» **Exercise details**
Show every line of the material below that contains the string "lanyard", copying each such line in full.

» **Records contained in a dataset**
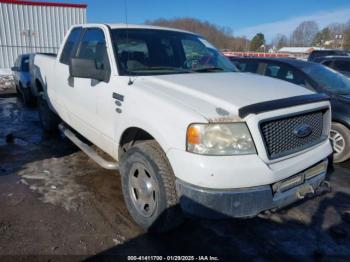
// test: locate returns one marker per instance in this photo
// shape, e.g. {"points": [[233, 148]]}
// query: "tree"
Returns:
{"points": [[322, 37], [304, 33], [346, 43], [280, 41], [222, 37], [257, 42]]}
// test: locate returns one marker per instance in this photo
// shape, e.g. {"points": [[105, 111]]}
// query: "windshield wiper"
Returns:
{"points": [[160, 68], [208, 69]]}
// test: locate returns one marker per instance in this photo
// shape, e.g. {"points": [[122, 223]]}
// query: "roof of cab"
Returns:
{"points": [[290, 61], [136, 26]]}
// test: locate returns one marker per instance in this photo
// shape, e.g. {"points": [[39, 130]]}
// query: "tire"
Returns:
{"points": [[48, 119], [340, 138], [149, 189]]}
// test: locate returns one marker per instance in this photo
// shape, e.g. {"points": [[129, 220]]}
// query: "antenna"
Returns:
{"points": [[127, 37]]}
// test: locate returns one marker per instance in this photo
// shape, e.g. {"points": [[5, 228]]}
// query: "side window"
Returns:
{"points": [[25, 64], [285, 73], [327, 63], [93, 46], [70, 45], [342, 66], [133, 53]]}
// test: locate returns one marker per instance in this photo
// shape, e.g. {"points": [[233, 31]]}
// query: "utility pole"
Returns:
{"points": [[340, 37], [29, 33]]}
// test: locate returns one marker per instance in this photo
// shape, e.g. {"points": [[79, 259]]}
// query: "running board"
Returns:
{"points": [[88, 149]]}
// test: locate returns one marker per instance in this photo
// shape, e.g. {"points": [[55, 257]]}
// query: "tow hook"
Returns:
{"points": [[308, 190], [324, 188], [305, 191]]}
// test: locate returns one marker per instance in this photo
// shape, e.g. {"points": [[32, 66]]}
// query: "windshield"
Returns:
{"points": [[151, 52], [328, 79]]}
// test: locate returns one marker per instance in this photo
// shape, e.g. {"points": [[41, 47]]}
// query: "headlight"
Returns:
{"points": [[220, 139]]}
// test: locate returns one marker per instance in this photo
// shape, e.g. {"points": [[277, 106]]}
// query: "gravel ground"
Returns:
{"points": [[56, 204]]}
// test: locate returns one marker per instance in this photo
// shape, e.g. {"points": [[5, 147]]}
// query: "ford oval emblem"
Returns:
{"points": [[302, 130]]}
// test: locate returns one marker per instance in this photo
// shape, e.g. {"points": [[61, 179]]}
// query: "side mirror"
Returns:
{"points": [[86, 68]]}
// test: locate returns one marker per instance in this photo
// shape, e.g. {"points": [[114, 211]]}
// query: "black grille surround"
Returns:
{"points": [[278, 133]]}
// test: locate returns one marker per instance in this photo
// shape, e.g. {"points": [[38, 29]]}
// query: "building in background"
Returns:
{"points": [[28, 26], [297, 52]]}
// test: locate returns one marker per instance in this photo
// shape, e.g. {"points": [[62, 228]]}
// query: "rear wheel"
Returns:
{"points": [[148, 185], [340, 138], [48, 119]]}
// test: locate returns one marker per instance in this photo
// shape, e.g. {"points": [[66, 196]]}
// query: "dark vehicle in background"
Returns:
{"points": [[328, 52], [23, 79], [338, 63], [317, 78]]}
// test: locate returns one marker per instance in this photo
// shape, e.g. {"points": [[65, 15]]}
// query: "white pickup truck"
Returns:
{"points": [[187, 132]]}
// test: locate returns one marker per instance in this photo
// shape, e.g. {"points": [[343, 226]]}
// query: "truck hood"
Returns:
{"points": [[216, 94]]}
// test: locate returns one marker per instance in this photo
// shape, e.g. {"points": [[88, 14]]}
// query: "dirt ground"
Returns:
{"points": [[56, 205]]}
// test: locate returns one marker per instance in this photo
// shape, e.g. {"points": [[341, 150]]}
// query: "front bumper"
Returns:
{"points": [[241, 203]]}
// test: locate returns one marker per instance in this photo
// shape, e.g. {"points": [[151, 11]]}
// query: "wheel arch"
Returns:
{"points": [[132, 134]]}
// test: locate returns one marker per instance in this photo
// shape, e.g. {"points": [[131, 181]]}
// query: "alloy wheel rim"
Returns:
{"points": [[338, 142], [143, 190]]}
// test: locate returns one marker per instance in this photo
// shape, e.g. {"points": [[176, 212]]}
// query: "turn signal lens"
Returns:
{"points": [[193, 135], [219, 139]]}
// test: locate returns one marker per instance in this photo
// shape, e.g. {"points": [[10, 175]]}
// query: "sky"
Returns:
{"points": [[244, 17]]}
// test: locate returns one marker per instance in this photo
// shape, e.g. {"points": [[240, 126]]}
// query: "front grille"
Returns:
{"points": [[280, 138]]}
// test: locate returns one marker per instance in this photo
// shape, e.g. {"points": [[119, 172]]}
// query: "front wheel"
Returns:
{"points": [[148, 185], [340, 138]]}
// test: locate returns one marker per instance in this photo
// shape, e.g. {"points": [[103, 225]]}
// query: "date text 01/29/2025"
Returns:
{"points": [[173, 258]]}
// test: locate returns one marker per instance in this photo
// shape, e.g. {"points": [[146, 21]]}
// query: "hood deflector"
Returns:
{"points": [[281, 103]]}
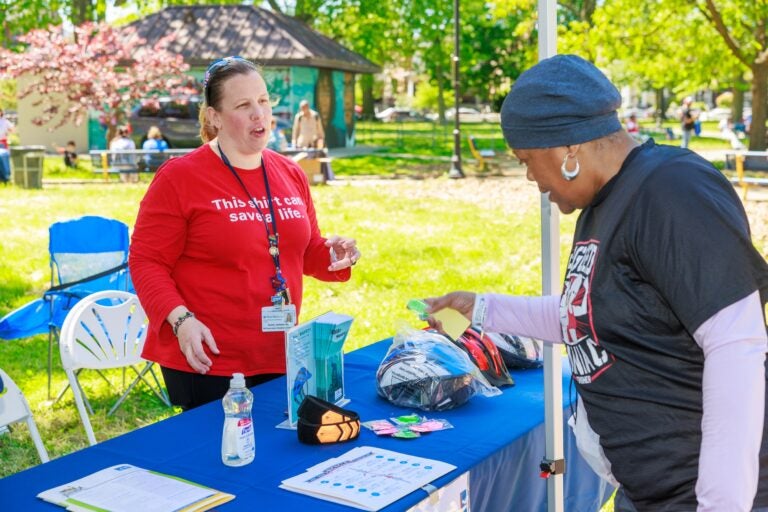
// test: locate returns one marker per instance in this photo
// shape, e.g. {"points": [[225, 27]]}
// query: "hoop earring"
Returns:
{"points": [[569, 175]]}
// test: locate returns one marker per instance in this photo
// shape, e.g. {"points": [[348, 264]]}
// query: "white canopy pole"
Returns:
{"points": [[550, 285]]}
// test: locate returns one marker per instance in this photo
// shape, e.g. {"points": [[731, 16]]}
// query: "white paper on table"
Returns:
{"points": [[127, 488], [367, 478]]}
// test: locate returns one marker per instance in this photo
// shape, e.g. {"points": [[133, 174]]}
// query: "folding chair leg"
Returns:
{"points": [[163, 395], [140, 377], [51, 331], [75, 385], [35, 434]]}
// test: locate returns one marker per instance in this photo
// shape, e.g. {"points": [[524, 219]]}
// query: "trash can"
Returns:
{"points": [[27, 166]]}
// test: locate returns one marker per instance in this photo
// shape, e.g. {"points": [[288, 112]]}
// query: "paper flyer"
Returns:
{"points": [[127, 488], [367, 478]]}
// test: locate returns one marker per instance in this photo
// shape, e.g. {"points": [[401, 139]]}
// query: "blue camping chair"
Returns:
{"points": [[87, 254]]}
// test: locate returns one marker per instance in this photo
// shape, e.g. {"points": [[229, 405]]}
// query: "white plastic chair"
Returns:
{"points": [[14, 408], [106, 330]]}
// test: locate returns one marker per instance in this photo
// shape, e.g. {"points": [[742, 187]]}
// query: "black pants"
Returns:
{"points": [[622, 504], [189, 390]]}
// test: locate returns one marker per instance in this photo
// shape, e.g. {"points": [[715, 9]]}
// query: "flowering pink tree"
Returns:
{"points": [[99, 67]]}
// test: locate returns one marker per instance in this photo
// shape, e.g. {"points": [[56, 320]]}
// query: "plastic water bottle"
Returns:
{"points": [[238, 446]]}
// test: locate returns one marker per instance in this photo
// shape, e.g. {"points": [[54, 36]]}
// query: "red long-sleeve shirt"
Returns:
{"points": [[198, 243]]}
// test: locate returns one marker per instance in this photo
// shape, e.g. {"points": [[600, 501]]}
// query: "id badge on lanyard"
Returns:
{"points": [[278, 318]]}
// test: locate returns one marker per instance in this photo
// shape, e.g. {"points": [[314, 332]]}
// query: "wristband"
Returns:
{"points": [[180, 321]]}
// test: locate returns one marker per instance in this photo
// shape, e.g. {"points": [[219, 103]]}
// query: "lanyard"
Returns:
{"points": [[282, 295]]}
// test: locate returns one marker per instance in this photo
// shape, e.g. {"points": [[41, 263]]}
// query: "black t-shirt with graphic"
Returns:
{"points": [[652, 260]]}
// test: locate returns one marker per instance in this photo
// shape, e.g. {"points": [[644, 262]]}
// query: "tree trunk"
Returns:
{"points": [[660, 107], [759, 104], [81, 10], [366, 84], [440, 91], [737, 109]]}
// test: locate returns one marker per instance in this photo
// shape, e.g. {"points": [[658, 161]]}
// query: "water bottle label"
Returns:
{"points": [[245, 441]]}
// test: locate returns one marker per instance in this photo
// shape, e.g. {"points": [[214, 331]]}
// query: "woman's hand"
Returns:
{"points": [[192, 333], [463, 302], [344, 252]]}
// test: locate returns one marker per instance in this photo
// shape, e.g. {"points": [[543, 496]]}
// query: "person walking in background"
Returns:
{"points": [[123, 160], [223, 238], [6, 128], [661, 310], [154, 142], [277, 141], [687, 121], [632, 127], [69, 152], [307, 128]]}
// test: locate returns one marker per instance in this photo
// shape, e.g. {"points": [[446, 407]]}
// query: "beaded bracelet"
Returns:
{"points": [[180, 321]]}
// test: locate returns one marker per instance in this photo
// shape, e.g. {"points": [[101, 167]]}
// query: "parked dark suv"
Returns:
{"points": [[177, 119]]}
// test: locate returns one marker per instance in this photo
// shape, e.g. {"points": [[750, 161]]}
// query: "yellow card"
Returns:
{"points": [[454, 323]]}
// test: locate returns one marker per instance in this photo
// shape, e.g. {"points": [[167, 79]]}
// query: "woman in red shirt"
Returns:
{"points": [[222, 241]]}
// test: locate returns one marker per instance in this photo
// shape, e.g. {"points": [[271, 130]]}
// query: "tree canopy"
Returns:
{"points": [[97, 67]]}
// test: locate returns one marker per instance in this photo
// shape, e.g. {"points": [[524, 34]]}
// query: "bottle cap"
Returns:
{"points": [[238, 381]]}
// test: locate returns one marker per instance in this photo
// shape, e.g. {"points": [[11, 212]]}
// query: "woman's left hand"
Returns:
{"points": [[344, 252]]}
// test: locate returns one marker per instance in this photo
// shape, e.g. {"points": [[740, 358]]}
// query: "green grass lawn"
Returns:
{"points": [[418, 238]]}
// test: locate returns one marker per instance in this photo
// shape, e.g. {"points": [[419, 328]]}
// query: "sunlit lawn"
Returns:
{"points": [[414, 245]]}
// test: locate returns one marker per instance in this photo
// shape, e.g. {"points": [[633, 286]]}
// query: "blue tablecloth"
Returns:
{"points": [[499, 440]]}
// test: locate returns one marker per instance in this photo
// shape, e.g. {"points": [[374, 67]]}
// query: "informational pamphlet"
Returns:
{"points": [[367, 478], [127, 488], [314, 353]]}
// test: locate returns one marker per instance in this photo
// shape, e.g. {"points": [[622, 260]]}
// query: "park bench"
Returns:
{"points": [[486, 158], [754, 162], [130, 161]]}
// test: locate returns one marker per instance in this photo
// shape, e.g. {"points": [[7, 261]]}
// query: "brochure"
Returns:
{"points": [[315, 361], [367, 478], [127, 488]]}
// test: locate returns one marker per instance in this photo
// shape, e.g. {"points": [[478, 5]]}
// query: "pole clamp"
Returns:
{"points": [[551, 467]]}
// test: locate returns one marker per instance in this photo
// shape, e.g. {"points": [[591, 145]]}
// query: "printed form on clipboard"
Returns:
{"points": [[127, 488], [367, 478]]}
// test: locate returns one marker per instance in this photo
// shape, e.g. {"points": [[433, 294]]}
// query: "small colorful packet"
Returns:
{"points": [[409, 419], [430, 425], [380, 427]]}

» **Response for this exercise**
// query: "id badge on lanyard"
// query: "lanyard"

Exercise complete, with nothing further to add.